Extract to read:
Wood dowels are made to be cut into short pieces to join other pieces of wood. I doubt any dowel manufacturer checks them for grain runout, because it's irrelevant to how dowels are generally used.


----------



## WindWalker (Jan 23, 2005)

Rattus:

If you were a home builder and you told me that "wood IS wood," I wouldn't contract you to build me a doghouse. :smile:


----------



## rattus58 (Jul 9, 2007)

WindWalker said:


> Rattus:
> 
> If you were a home builder and you told me that "wood IS wood," I wouldn't contract you to build me a doghouse. :smile:


Ok.... tell me the differnce in cotton. Tell me the difference in wool. I happened to be piqued by your statement and google doesn't support your contention... so show me... 

If you couldn't differentiate the point I was making by saying wood is wood, I'm sorry for you. So tell me, since you are in the *know*, what is the difference between a 70# spined cedar shaft, a 70# ramin dowel, and a 70# birch dowel for arrow making referring to SAFETY... That is what we're talking about here isn't it?


----------



## WindWalker (Jan 23, 2005)

> _Ok.... tell me the differnce in cotton. Tell me the difference in wool. I happened to be piqued by your statement and google doesn't support your contention... so show me... _


You have now reached a point of being ridiculous.


----------



## Sanford (Jan 26, 2009)

rattus58 said:


> ....warning that there is a difference between a wood dowel and a cedar shaft. Would you mind telling me again what that difference is?


It's a misplaced warning. You are correct. Spine measurement is just a measure flex and is not a guarantee of durability or suitability. Cedar is one of the most brittle woods out there. Take a cedar shaft from 3-Rivers POC and a birch or ramin dowel from Home Depot. Bend both to the breaking point and one will find out quickly how brittle that POC is. That's a durability or suitability test if we are talking as to what is safer. The fact is, both are safe enough for what we do.

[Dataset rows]
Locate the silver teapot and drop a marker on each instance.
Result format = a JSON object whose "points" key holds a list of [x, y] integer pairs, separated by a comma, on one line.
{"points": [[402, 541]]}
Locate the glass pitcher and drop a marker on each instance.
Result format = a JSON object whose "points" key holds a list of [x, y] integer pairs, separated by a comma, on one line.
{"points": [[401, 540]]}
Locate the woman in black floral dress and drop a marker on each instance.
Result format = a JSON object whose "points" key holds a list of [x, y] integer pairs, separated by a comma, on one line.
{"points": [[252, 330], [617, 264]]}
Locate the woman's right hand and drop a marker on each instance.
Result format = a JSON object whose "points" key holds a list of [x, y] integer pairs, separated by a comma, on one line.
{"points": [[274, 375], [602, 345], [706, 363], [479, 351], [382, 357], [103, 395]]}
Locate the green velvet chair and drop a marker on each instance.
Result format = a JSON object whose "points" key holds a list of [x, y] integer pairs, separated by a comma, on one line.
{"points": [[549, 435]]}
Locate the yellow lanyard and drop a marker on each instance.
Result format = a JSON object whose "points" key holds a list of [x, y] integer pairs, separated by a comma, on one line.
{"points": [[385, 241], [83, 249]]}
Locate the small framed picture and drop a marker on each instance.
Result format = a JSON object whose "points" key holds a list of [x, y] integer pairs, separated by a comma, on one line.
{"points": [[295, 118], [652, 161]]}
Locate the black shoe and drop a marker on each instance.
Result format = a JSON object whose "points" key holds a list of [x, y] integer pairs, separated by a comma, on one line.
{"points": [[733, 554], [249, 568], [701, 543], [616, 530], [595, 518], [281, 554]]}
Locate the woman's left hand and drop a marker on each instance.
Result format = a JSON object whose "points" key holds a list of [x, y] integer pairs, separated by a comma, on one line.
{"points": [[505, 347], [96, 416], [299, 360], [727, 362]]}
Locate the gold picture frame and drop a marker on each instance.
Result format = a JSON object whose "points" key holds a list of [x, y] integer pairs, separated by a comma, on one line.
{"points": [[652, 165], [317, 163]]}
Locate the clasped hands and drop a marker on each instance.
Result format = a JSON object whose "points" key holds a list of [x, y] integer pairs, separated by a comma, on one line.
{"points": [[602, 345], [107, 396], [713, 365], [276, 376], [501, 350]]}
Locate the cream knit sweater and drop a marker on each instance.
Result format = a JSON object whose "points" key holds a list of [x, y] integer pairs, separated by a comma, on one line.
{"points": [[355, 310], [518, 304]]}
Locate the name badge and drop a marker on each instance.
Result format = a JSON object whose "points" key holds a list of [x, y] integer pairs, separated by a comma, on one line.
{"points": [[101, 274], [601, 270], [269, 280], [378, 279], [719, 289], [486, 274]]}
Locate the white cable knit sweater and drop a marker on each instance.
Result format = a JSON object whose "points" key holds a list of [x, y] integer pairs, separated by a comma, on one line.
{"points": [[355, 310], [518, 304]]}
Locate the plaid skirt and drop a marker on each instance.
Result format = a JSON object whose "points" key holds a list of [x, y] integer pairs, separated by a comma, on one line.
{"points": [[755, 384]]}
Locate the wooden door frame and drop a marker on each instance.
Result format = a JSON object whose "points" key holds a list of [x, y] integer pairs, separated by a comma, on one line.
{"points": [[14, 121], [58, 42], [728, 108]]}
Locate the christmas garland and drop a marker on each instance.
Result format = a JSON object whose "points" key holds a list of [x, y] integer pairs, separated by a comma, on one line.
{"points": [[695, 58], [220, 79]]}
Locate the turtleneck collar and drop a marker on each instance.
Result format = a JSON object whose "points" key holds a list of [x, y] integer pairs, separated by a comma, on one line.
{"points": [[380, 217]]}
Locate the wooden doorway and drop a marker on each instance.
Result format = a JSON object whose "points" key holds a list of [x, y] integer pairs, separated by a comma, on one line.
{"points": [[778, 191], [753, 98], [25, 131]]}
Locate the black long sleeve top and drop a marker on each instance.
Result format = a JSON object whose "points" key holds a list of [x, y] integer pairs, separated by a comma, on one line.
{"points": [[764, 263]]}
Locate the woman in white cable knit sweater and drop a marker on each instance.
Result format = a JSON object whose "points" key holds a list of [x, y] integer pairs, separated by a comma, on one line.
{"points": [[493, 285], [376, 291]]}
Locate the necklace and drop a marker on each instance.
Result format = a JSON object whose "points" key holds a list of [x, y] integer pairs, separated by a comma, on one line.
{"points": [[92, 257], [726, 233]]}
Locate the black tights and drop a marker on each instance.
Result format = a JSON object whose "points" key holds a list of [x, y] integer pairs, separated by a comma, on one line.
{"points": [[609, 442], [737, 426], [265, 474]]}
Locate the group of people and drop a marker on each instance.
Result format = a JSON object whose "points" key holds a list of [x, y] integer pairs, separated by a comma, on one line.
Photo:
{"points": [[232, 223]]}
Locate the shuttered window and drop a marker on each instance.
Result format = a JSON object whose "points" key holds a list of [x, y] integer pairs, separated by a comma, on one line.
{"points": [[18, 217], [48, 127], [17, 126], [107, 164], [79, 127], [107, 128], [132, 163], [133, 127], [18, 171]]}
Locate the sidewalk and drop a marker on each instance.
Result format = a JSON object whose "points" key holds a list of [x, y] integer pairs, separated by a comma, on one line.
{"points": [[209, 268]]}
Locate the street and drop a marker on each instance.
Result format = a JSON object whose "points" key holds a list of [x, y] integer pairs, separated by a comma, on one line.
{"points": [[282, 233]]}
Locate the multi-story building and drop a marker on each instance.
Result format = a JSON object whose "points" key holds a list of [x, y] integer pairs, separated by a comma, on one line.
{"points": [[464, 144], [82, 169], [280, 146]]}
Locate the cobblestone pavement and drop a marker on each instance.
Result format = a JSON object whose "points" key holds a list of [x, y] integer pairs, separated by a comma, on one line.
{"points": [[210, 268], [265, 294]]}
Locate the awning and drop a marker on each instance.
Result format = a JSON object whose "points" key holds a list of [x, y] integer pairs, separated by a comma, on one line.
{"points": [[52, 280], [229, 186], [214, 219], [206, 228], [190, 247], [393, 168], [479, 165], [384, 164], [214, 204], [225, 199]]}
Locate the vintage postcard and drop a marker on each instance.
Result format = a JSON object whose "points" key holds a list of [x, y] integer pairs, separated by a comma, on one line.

Directive 1:
Answer these about the arrow-shaft thread:
(a) According to the first post, what are wood dowels made for?
(b) What does WindWalker say he wouldn't contract a home builder who says "wood IS wood" to build?
(c) Which wood does Sanford call one of the most brittle woods out there?
Directive 2:
Print the arrow-shaft thread word for word from "It's a misplaced" to "what we do.".
Directive 3:
Go on with the arrow-shaft thread, picking up after its last post.

Task result 1:
(a) To be cut into short pieces to join other pieces of wood.
(b) A doghouse.
(c) Cedar.

Task result 2:
It's a misplaced warning. You are correct. Spine measurement is just a measure flex and is not a guarantee of durability or suitability. Cedar is one of the most brittle woods out there. Take a cedar shaft from 3-Rivers POC and a birch or ramin dowel from Home Depot. Bend both to the breaking point and one will find out quickly how brittle that POC is. That's a durability or suitability test if we are talking as to what is safer. The fact is, both are safe enough for what we do.

Task result 3:
----------



## rattus58 (Jul 9, 2007)

WindWalker said:


> You have now reached a point of being ridiculous.


How so.... You made the suggestion.... :grin:


----------



## kegan (Aug 28, 2006)

rattus58 said:


> what is the difference between a 70# spined cedar shaft, a 70# ramin dowel, and a 70# birch dowel for arrow making referring to SAFETY... That is what we're talking about here isn't it?


The cedar one is going to break first? :lol:

I'm making a small set of birch dowel arrows for a couple selfbows I'm building (wanted something heavier in physical weight than my carbons). They're coming along great but so far it's quite a bit of work. Come spring I might try to add some sourwood shoot arrows and maybe even split-timber hickory arrows. Don't have the money for any more dowels.


----------



## Nam Nguyen (Jan 29, 2011)

lets agree to disagree.

Same grain rules apply for bows and arrows...wood is still wood.

No one ever said just go grab some dowels and make arrows. I know the hand spine of an arrow for my bow pretty well. Out of 100 dowels at lowes/wal mart/home depot/menards maybe 6-10 are good enough for an arrow. We aren't saying go in with blind eyes. 

Same as not any board will make a bow but maybe 1 in 50 in the stack.


----------



## rattus58 (Jul 9, 2007)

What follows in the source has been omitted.